■ EXERCISE AIM ■
Return the records that follow unaltered. Omit every picture.

Saved data entries:
----

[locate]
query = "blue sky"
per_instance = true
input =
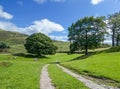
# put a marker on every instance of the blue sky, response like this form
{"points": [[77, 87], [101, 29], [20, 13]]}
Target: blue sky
{"points": [[52, 17]]}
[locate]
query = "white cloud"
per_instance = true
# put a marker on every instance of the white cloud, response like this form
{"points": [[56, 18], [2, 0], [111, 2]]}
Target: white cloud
{"points": [[44, 26], [59, 38], [95, 2], [43, 1], [20, 3], [4, 14]]}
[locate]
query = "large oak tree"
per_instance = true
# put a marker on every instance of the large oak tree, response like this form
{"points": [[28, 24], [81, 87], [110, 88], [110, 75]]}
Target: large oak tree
{"points": [[86, 33], [40, 44]]}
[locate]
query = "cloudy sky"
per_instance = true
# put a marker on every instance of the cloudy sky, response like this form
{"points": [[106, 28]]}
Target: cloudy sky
{"points": [[51, 17]]}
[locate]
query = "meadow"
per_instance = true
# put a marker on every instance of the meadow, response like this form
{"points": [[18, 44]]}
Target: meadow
{"points": [[64, 81], [102, 66], [17, 72]]}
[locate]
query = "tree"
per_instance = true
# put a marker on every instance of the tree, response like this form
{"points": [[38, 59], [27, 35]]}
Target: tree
{"points": [[3, 46], [40, 44], [86, 33], [114, 26]]}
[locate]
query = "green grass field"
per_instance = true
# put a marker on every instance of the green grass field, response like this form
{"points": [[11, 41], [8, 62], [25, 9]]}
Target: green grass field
{"points": [[103, 65], [23, 72], [62, 80]]}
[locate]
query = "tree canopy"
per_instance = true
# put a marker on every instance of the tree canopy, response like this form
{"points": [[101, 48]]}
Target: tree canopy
{"points": [[40, 44], [3, 45], [86, 33], [114, 26]]}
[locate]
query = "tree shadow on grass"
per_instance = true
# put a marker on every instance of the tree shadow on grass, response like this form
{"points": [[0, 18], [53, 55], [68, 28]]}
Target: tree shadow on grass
{"points": [[30, 55]]}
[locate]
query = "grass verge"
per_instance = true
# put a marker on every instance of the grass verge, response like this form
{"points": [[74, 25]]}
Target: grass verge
{"points": [[103, 66], [62, 80]]}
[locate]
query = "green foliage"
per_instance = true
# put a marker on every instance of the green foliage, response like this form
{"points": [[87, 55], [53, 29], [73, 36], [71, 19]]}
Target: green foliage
{"points": [[64, 81], [3, 46], [62, 46], [86, 33], [40, 44]]}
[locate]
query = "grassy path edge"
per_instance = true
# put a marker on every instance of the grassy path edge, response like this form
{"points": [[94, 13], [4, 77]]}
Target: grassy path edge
{"points": [[88, 83]]}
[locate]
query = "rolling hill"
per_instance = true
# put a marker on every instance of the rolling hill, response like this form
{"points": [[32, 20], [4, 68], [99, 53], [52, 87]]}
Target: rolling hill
{"points": [[16, 41]]}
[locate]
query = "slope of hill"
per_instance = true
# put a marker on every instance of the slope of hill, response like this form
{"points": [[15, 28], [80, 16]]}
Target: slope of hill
{"points": [[12, 38], [16, 42]]}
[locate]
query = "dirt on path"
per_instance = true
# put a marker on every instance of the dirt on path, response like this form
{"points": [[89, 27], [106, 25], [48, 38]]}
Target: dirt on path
{"points": [[45, 81], [88, 83]]}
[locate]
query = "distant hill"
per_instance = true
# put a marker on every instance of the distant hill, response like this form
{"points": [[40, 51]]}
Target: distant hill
{"points": [[16, 41], [12, 38]]}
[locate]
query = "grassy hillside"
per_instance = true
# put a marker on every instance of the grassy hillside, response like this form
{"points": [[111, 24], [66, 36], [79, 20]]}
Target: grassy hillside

----

■ SOLVED PROBLEM ■
[locate]
query = "blue sky"
per_instance = true
input =
# put a marker on every instance of the blue sky, response like this form
{"points": [[77, 87], [101, 29], [20, 13]]}
Target: blue sky
{"points": [[52, 17]]}
[locate]
query = "white cloud"
per_instance = true
# put a marker on every instance of the white cloud, response like this form
{"points": [[56, 18], [2, 0], [111, 2]]}
Target: white cloud
{"points": [[44, 26], [59, 38], [95, 2], [43, 1], [20, 3], [4, 14]]}
[locate]
query = "large oak tree"
per_instance = true
# put a marker on every instance of the large oak tree, response like this form
{"points": [[28, 24], [81, 87], [110, 88], [110, 75]]}
Target: large oak tree
{"points": [[86, 33], [40, 44]]}
[locate]
query = "cloudy sky"
per_instance = true
# put a marker on every instance of the cloudy sky, response like this form
{"points": [[106, 28]]}
Target: cloudy sky
{"points": [[51, 17]]}
[locate]
query = "meadow"
per_instance = true
# put a marker on every instance of the meadow, response like this form
{"points": [[18, 44]]}
Target: meadow
{"points": [[64, 81], [102, 66], [17, 72]]}
[locate]
query = "tree"
per_instance = true
# put a marker on every instance of the tree, response like this form
{"points": [[38, 59], [27, 35]]}
Target: tree
{"points": [[3, 46], [40, 44], [86, 33], [114, 26]]}
[locate]
query = "green grass field"
per_instance = true
# put a marker on every instance of the green grass field, response like this form
{"points": [[11, 41], [8, 62], [25, 9]]}
Target: green grass field
{"points": [[103, 65], [23, 72], [62, 80]]}
[locate]
query = "tree canopy"
per_instance = true
# put a marker on every instance of the tree canopy, response like this form
{"points": [[101, 48]]}
Target: tree canopy
{"points": [[40, 44], [3, 45], [86, 33], [114, 26]]}
[locate]
query = "tree shadow on grass"
per_instance = true
# put a marker on every instance of the tree shadow on grass, response like this form
{"points": [[0, 18], [53, 55], [68, 28]]}
Target: tree shadow on grass
{"points": [[30, 55]]}
[locate]
query = "grass verge"
per_instance = true
# put a marker on every instance of the grass verge, response like this form
{"points": [[74, 25]]}
Target: grass verge
{"points": [[103, 66], [62, 80]]}
[locate]
query = "green foliage"
per_instance = true
# put a marker on every instance of the green foliage, response like this form
{"points": [[87, 55], [53, 29], [73, 36], [71, 19]]}
Target: green foliage
{"points": [[64, 81], [3, 46], [62, 46], [86, 33], [40, 44]]}
[locate]
query = "grassy path edge"
per_instance = true
# put a marker on every instance of the grassy path edge, response like this form
{"points": [[94, 13], [4, 77]]}
Target: grassy path edge
{"points": [[88, 83]]}
[locate]
query = "rolling hill"
per_instance = true
# put a marker on every instance of the rolling hill, response like this form
{"points": [[32, 20], [4, 68], [99, 53], [52, 87]]}
Target: rolling hill
{"points": [[16, 41]]}
[locate]
query = "slope of hill"
per_instance = true
# put a marker on every instance of the slope of hill, response like this form
{"points": [[15, 28], [80, 16]]}
Target: slope of hill
{"points": [[12, 38], [16, 42]]}
[locate]
query = "dirt on path"
per_instance = true
# put a marker on every instance of the dirt on path, response like this form
{"points": [[89, 27], [106, 25], [48, 38]]}
Target: dirt on path
{"points": [[45, 81], [88, 83]]}
[locate]
query = "distant hill"
per_instance = true
# put a marker on every instance of the distant hill, response like this form
{"points": [[40, 51]]}
Target: distant hill
{"points": [[16, 41], [12, 38]]}
[locate]
query = "grassy hillside"
per_instance = true
# put a marker on every instance of the grassy hillside, response like this form
{"points": [[111, 24], [66, 36], [79, 20]]}
Target: grassy hillside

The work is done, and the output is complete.